TEXTE ::
────────────────────
Experts invités pour la durée de la campagne électorale, les professeurs Stéphanie Yates et Thierry Giasson se prononcent chaque samedi sur cinq des principaux thèmes de la semaine.

L’engagement de la semaine

Encore le troisième lien

Stéphanie Yates, professeure au département de communication sociale et publique, UQAM

PHOTO EDOUARD PLANTE-FRÉCHETTE, ARCHIVES LA PRESSE

Le pont de Québec et le pont Pierre-Laporte

On sait depuis longtemps que science et politique ne font pas toujours bon ménage. Les données scientifiques sont complexes à expliquer, ne sont pas toujours disponibles au moment de la prise de décision et présentent souvent un point de vue nuancé qui s’accorde mal à une joute politique où priment le noir et le blanc. Quand même, il est rare qu’un politicien admette de but en blanc qu’un projet impliquant des milliards de dollars relève d’une décision purement politique. C’est pourtant ce que François Legault a fait au lendemain du Face-à-Face de TVA, alors qu’il admettait ne disposer d’aucune étude sur le projet de tunnel à quatre voies proposé par son parti. Un aveu surprenant, pour ne pas dire choquant pour les contribuables.

Encore le troisième lien (bis)
────────────────────
CONSIGNE A :: Recopiez fidèlement le passage de l'article, de « PHOTO EDOUARD PLANTE-FRÉCHETTE, ARCHIVES » à « pour les contribuables. ».
CONSIGNE B :: Résumez en deux phrases l'article sur la campagne électorale.
CONSIGNE C :: Reprenez l'article sur le troisième lien là où il s'arrête et poursuivez-le.

DONNÉES ::
────────────────────
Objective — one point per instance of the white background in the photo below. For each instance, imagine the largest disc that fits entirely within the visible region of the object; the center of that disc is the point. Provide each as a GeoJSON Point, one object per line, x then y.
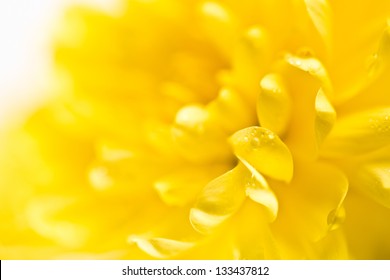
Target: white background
{"type": "Point", "coordinates": [26, 28]}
────────────────────
RÉPONSE A ::
PHOTO EDOUARD PLANTE-FRÉCHETTE, ARCHIVES LA PRESSE

Le pont de Québec et le pont Pierre-Laporte

On sait depuis longtemps que science et politique ne font pas toujours bon ménage. Les données scientifiques sont complexes à expliquer, ne sont pas toujours disponibles au moment de la prise de décision et présentent souvent un point de vue nuancé qui s’accorde mal à une joute politique où priment le noir et le blanc. Quand même, il est rare qu’un politicien admette de but en blanc qu’un projet impliquant des milliards de dollars relève d’une décision purement politique. C’est pourtant ce que François Legault a fait au lendemain du Face-à-Face de TVA, alors qu’il admettait ne disposer d’aucune étude sur le projet de tunnel à quatre voies proposé par son parti. Un aveu surprenant, pour ne pas dire choquant pour les contribuables.

RÉPONSE B :: Selon Stéphanie Yates, science et politique s'accordent mal, car les données scientifiques sont complexes à expliquer, pas toujours disponibles au moment de décider et souvent nuancées. François Legault a pourtant admis, au lendemain du Face-à-Face de TVA, ne disposer d'aucune étude sur le tunnel à quatre voies proposé par son parti, un aveu surprenant, voire choquant pour les contribuables.

RÉPONSE C ::
Thierry Giasson, professeur titulaire au département de science politique, Université Laval

Le troisième lien se fera coûte que coûte, études concluantes ou non. C’est ce qu’a annoncé François Legault en début de semaine. Ce sera une décision politique, le gouvernement ira de l’avant. Ce faisant, le chef caquiste montre que les données probantes ne guident pas toutes ses politiques publiques. Cette déclaration a soulevé l’indignation de tous les adversaires de M. Legault qui l’accusent de dogmatisme. L’enjeu, régional dans ses impacts, mais national quant à la portée de ses coûts (financiers et environnementaux), s’impose ainsi à tous les Québécois, qu’ils vivent dans la région de Québec ou non. Certains (beaucoup ?) pourraient trouver cela problématique.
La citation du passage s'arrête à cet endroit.